EXERCISES:
A – Decide whether each statement agrees with the column on winter beers, answering yes or no and quoting the words of the column that settle it. (i) The space station crew came from the U.S., Russia and Japan. (ii) Brewmaster's Reserve beers are sold to every Brooklyn account. (iii) Held up to the lamp, the beer looked lighter at the edges.
B – Carry on the column on winter beers, picking up right after its final sentence.

DOCUMENT EXCERPT:
===============

Friday Froth: Out Of The Black

James Gribbon

I watched the International Space Station arc overhead last night at about half past five. Six crewmen from the U.S., Russia and Japan traced a fast arc overhead - a bright golden light from the hidden Sun, long since fallen below the horizon, reflected off their solar arrays and into my retinas, hundreds of miles below. I wondered if anyone was looking back, right at that moment. The station, five and half thousand days in Earth orbit at the time, faded away, long since over the north Atlantic, and I was left looking at stars like scattered grains of salt on a black sky. My throat burned from breathing the cold air. I headed inside, into light and warmth. 

Winter beers are a different breed. That's what they're meant to do - bring you in out of the cold, if only figuratively, and supply a bit of metaphorical light in this darkest of months. Cold isn't an object - it can't be added to something the way we add a layer of clothing or a memory. Cold is the lack of energy, of heat. It's like when we say we want to make a room darker, but that's impossible, too. What we're really doing is taking away the light.

Garrett Oliver, brewmaster at Brooklyn Brewery, has time to tinker. The beers he has created sell at a fairly brisk clip, and the staples, like Brooklyn Lager and Pennant Ale, don't need too much looking after. Brewers, if anything, are tacticians of recipe, and commanders get quickly bored sitting behind walls.About three times per year, Oliver and his comrades will emerge from behind kettles and notebooks and announce another small batch which has been cleared for limited distribution. These are dubbed his Brewmaster's Reserve, and are sold to a few of Brooklyn's accounts in good standing. I recently walked into Coalhouse Pizza in Stamford to pick up some takeout, and lucked into one of these. It's called There Will Be Black.

I held the glass up to the lamp, and it stayed black as Dethklok. It wasn't even light at the edges. There was a big, off color head - snow over an icy road - but the aroma was clean and Earthy, almost like freshly split wood. New Zealand Pacific Gem and Motueka hops should take most of the credit here, I'd think.

You know the difference between fresh pasta and that gluey muck they gave you in school? Hold that fresh pasta "mmm..." in your head - that's this beer. Let me clarify that by saying there's no semolina going on here, but there is a fulfilling depth to the malts, plus that fire-born blackness, but it's gentle across the tongue. The malts are quiet like owls' wings.

===============

DATA SUPPLIED:
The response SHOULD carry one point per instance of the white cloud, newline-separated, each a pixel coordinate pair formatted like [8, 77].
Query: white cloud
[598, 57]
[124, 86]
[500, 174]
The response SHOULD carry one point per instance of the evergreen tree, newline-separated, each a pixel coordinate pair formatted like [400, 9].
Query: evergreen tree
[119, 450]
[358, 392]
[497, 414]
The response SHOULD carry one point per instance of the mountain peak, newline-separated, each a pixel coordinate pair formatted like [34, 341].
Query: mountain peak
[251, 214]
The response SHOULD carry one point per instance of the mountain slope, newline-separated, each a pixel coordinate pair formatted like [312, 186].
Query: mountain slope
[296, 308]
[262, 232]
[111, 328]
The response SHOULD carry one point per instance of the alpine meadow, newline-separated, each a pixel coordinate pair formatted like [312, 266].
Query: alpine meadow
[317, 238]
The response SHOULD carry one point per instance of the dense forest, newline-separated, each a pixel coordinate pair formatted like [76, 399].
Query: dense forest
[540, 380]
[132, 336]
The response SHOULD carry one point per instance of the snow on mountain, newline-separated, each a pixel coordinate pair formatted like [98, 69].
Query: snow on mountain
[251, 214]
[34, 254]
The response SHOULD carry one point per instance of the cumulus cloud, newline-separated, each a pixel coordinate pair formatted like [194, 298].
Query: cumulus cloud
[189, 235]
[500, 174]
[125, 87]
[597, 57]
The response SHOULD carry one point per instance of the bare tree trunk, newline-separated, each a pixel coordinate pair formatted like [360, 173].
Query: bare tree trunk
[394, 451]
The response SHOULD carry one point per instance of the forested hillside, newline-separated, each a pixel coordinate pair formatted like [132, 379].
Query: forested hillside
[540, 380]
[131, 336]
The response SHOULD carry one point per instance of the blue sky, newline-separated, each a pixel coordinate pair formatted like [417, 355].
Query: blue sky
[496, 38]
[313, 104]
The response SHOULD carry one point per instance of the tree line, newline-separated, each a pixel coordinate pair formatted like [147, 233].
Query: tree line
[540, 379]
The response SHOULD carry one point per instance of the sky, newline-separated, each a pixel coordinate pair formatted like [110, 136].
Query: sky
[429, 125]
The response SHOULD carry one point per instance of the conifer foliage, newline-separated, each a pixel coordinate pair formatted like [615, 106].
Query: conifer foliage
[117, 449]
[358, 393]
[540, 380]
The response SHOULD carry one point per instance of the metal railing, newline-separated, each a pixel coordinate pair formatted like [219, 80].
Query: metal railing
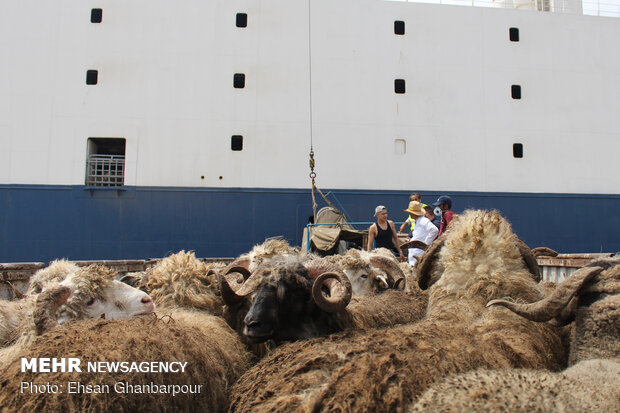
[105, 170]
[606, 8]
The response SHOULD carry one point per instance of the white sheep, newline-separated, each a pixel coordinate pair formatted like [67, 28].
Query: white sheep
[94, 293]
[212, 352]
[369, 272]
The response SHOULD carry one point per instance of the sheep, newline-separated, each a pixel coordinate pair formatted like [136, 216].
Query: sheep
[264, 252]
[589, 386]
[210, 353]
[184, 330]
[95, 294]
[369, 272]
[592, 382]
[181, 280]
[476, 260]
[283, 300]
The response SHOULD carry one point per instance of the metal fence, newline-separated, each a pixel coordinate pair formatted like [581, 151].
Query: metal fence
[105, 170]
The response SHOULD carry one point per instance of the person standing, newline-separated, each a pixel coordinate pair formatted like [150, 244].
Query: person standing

===============

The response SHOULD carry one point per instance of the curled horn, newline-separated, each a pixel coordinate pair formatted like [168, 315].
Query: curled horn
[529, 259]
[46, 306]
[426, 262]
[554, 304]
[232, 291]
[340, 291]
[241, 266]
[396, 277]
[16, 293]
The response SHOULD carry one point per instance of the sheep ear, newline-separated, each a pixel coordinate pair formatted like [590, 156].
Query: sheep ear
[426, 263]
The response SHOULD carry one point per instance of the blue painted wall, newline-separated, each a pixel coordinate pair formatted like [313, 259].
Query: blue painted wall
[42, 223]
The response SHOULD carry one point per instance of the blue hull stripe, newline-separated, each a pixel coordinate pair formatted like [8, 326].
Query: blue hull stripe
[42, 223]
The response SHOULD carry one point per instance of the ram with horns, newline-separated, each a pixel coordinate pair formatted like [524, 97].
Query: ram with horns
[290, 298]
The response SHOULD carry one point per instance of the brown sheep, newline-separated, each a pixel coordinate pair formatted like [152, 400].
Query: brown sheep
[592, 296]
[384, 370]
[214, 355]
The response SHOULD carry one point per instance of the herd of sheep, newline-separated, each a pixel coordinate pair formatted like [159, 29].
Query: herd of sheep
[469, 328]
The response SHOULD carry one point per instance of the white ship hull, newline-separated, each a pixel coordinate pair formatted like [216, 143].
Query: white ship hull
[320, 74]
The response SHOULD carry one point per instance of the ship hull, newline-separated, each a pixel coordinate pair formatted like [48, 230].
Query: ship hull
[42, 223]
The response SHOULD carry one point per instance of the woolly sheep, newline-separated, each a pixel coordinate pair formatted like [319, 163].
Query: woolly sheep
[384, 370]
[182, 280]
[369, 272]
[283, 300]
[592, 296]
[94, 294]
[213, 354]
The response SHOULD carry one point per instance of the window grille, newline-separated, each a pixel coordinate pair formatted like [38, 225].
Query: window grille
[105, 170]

===============

TASK-BY-TASK OUTPUTS:
A –
(i) Yes: "Six crewmen from the U.S., Russia and Japan"
(ii) No: "are sold to a few of Brooklyn's accounts in good standing"
(iii) No: "It wasn't even light at the edges."

B –
Brooklyn uses pale, lager, crystal and chocolate malts from Britain, American black barley and German black malts in the creation of this beer. The aforementioned Kiwi and American Willamette hops add zest but very little bitterness. They're just an aesthetically pleasing perpendicular line to the rest of the flavor profiles. The gestalt is creamy, but not heavy. I had several of these, and I'd put this beer up there with New England Ghost Pigeon as one of the superior winter offerings in the black category. It's not just well done, it's artistically done.

Brooklyn says this beer is "awesome with your burger, revelatory with chicken molé, and intends to marry your lamb vindaloo," and you can check out a short video they made about it here

Brooklyn Brewery's beers are pretty familiar territory to us around here, but I recently had the opportunity to try out a few bombers of a new name.

Gritty McDuff's Red Claws Ale pours cranberry juice red with a thickening head swelling up top. The aroma put me in mind of English malt-forward brews, so much so that I wished someone else was around so I could call pronounce it "bevvy-ridge" out loud. Actually, I just did that. Who says drinking alone isn't fun?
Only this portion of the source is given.